Collected data entries -

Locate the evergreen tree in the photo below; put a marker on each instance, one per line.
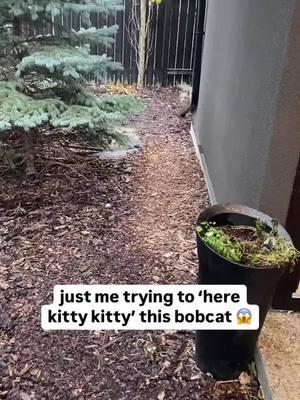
(52, 70)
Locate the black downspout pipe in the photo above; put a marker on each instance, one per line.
(199, 38)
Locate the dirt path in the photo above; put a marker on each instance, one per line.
(127, 221)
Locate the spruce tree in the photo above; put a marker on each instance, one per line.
(52, 70)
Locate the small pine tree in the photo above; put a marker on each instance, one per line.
(52, 70)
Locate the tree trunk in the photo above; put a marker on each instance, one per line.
(142, 44)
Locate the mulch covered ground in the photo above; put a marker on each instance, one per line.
(124, 221)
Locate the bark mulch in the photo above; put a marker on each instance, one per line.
(124, 221)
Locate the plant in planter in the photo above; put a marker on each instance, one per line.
(239, 245)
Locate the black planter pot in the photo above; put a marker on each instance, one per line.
(225, 354)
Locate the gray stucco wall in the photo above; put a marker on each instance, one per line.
(246, 53)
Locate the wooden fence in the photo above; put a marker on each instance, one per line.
(173, 27)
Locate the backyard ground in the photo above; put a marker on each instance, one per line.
(120, 221)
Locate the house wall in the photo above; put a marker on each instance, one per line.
(247, 121)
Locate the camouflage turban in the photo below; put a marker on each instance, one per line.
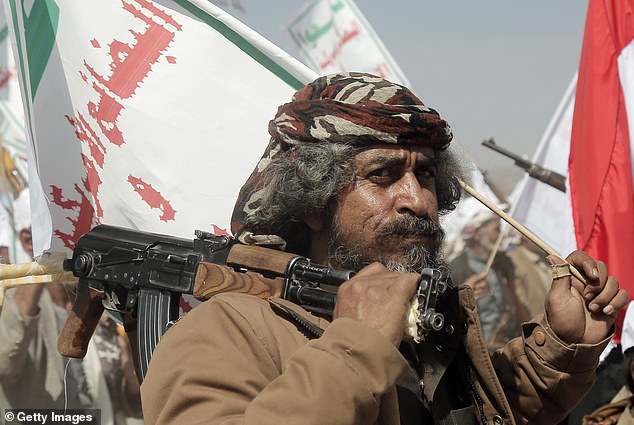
(351, 108)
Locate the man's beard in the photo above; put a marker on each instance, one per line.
(412, 258)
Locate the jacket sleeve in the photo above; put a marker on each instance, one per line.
(224, 365)
(543, 377)
(16, 333)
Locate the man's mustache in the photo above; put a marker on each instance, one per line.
(409, 225)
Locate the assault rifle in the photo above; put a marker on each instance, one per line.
(143, 275)
(549, 177)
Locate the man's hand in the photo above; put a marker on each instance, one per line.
(479, 284)
(379, 298)
(578, 313)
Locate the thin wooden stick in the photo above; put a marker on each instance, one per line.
(520, 228)
(49, 263)
(493, 253)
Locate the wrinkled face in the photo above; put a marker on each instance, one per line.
(390, 212)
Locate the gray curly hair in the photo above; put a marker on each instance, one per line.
(306, 180)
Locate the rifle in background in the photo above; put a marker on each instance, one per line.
(551, 178)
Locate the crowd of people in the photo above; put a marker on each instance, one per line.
(356, 175)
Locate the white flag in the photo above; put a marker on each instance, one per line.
(144, 114)
(541, 208)
(333, 36)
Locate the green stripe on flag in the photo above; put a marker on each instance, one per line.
(4, 32)
(40, 28)
(242, 44)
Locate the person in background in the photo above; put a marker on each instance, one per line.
(620, 409)
(33, 375)
(499, 309)
(532, 275)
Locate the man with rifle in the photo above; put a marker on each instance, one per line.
(355, 176)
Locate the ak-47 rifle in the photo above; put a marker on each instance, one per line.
(549, 177)
(143, 275)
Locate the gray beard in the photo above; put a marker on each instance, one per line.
(413, 260)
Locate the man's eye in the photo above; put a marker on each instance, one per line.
(426, 173)
(379, 174)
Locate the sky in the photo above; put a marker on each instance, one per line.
(492, 68)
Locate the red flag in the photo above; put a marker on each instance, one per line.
(600, 164)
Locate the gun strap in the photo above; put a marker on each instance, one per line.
(309, 329)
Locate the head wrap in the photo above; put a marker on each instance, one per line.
(352, 108)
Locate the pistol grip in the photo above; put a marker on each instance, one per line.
(81, 322)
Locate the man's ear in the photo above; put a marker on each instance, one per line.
(315, 223)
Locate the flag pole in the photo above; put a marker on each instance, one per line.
(519, 227)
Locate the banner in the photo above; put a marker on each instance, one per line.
(13, 163)
(600, 161)
(333, 36)
(144, 114)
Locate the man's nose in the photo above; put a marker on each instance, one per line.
(412, 198)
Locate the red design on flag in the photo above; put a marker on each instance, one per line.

Directive - Repeat each entry precisely as it appears. Leave the pictures out.

Output of the task -
Locate the evergreen tree in the photo below; put a marker on each instance, one per line.
(52, 70)
Locate the black downspout pipe in the photo above; put a marker on each instance, one per line.
(199, 38)
Locate the dirt path in the photo above; put a marker on each instance, one per line.
(127, 221)
Locate the spruce tree in the photo above; put a marker on each instance, one per line.
(52, 70)
Locate the small pine tree in the photo above; put a marker on each instance, one per line.
(52, 70)
Locate the tree trunk in the photo above; put a marker on each instance, one per line.
(142, 44)
Locate the mulch covered ground in the photo above; put a marker on each instance, one per line.
(124, 221)
Locate the bark mulch in the photo above; put a marker on each instance, one per line.
(124, 221)
Locate the plant in planter in the photo above; put a marker on each instance, one per line.
(239, 245)
Locate the black planter pot in the photo above; put a marker on each instance, one per line.
(225, 354)
Locate the gray stucco wall in the photo above; put a marker on each instance, one per line.
(246, 53)
Locate the wooden fence in the photo above; put a marker on each instance, one per line.
(173, 27)
Locate the backyard ground in the photo above; put a marker on each instance, one per line.
(120, 221)
Locate the house wall in the photo above; put a marker on each instance, one per line.
(247, 121)
Locate the camouflage turban in the photo below; put a marker on each instance, one per line.
(351, 108)
Locate the man's beard in the photo above; put a marker on each instance, one per line.
(412, 258)
Locate the jacket sleeve in the photo above; put a marker on each instance, one per line.
(224, 365)
(543, 377)
(16, 333)
Locate the man's mustache in the photo above; put a marker on each instance, one per line.
(409, 225)
Locate the assault rifle in the photo above; put a marker on each instance, one per line.
(143, 275)
(549, 177)
Locate the man's hand in the photo above; put a marker on each instance, one per line.
(479, 284)
(379, 298)
(578, 313)
Locate the thin wooden stick in the photo above; put a marker on each instance, one per line.
(520, 228)
(49, 263)
(493, 253)
Locate the wrinkled face in the photo above; put a marker on each instance, one per line.
(390, 212)
Locate the gray curly hair in the photo above; put a marker on each instance, one per line.
(306, 180)
Locate the rifle in background in the photo above; put a marker on each instance, one per line.
(551, 178)
Locate the crowd of people in the photo above; put a marker on each instance, one per line.
(356, 175)
Locate the white flag in the photo above; put a marker on each instance, one per line.
(144, 114)
(541, 208)
(333, 36)
Locate the green stripe on flag in the photo above; put a marker on each instance, one per line.
(4, 32)
(40, 28)
(242, 44)
Locate the person in background in the photo above; put a marker on each instance, one per line.
(620, 409)
(33, 375)
(499, 309)
(532, 275)
Locate the man with rifle in the photo above; put a marker on each instance, one per line.
(355, 176)
Locate the ak-47 rifle in the photo above; put a marker on each instance, one per line.
(549, 177)
(143, 275)
Locate the gray beard in the photo above; put a marker on each instance, one per line.
(413, 260)
Locate the man's eye in the photo above; put a marker on each instance, one per line.
(426, 173)
(379, 174)
Locate the sky in the photo above; put a marker on each instance, one per line.
(492, 68)
Locate the red flag in the photo above; put a marker on each instance, one per line.
(600, 164)
Locate the gun strap in the photo above; put a marker on each instance, one per line.
(309, 329)
Locate the head wrap in the photo above; put a marker on each instance, one per line.
(352, 108)
Locate the pistol grip in the photo above; put a marker on each instance, one per line.
(81, 322)
Locate the man's ear in the photo above; put a marker on each instance, one per line.
(315, 223)
Locate the flag pole in the photo above; put a marker on each instance, one per line.
(519, 227)
Locate the banner in the photo above; put a marker on each instance, one per line.
(13, 163)
(600, 161)
(333, 36)
(144, 114)
Locate the man's nose in the photo above; put a marker on each instance, one per line.
(412, 198)
Locate the red design on flag in the photo above; put a marker on each instance, one per line.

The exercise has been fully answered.